Items from a dataset

------------------------------------

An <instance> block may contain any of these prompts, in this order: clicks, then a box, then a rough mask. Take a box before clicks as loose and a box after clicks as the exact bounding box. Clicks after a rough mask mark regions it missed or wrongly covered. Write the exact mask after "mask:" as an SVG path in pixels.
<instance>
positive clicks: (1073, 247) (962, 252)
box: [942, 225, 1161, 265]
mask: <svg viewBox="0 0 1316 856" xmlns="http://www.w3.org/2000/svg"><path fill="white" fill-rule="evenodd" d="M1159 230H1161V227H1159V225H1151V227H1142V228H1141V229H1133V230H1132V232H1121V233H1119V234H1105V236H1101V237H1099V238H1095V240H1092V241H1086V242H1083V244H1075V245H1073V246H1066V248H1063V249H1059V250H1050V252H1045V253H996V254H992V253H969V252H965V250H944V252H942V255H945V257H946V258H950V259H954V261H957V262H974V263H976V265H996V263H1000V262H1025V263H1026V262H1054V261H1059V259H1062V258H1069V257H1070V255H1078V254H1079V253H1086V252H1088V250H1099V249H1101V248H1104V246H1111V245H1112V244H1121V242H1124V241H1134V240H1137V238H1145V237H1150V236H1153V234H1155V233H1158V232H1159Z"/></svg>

------------------------------------

Goal of the exercise:
Word for word, write out all of the entries.

Answer below:
An <instance> block may contain any of these prompts, in this order: clicks, then a box, then a rough mask. Take a box before clicks as loose and a box after clicks as the exact bounding box. Clicks after a rough mask mark regions it missed or wrongly covered. Write the exact mask after "mask:" as an SVG path in pixels.
<instance>
positive clicks: (1073, 247) (962, 252)
box: [942, 225, 1161, 265]
mask: <svg viewBox="0 0 1316 856" xmlns="http://www.w3.org/2000/svg"><path fill="white" fill-rule="evenodd" d="M1159 230H1161V227H1159V225H1151V227H1142V228H1141V229H1133V230H1132V232H1121V233H1119V234H1105V236H1101V237H1099V238H1095V240H1092V241H1086V242H1083V244H1075V245H1073V246H1066V248H1063V249H1059V250H1050V252H1045V253H996V254H992V253H969V252H965V250H944V252H942V255H945V257H946V258H950V259H954V261H957V262H974V263H976V265H996V263H1000V262H1025V263H1026V262H1054V261H1059V259H1062V258H1069V257H1070V255H1078V254H1079V253H1086V252H1088V250H1099V249H1101V248H1104V246H1111V245H1112V244H1121V242H1124V241H1134V240H1137V238H1145V237H1150V236H1153V234H1155V233H1158V232H1159Z"/></svg>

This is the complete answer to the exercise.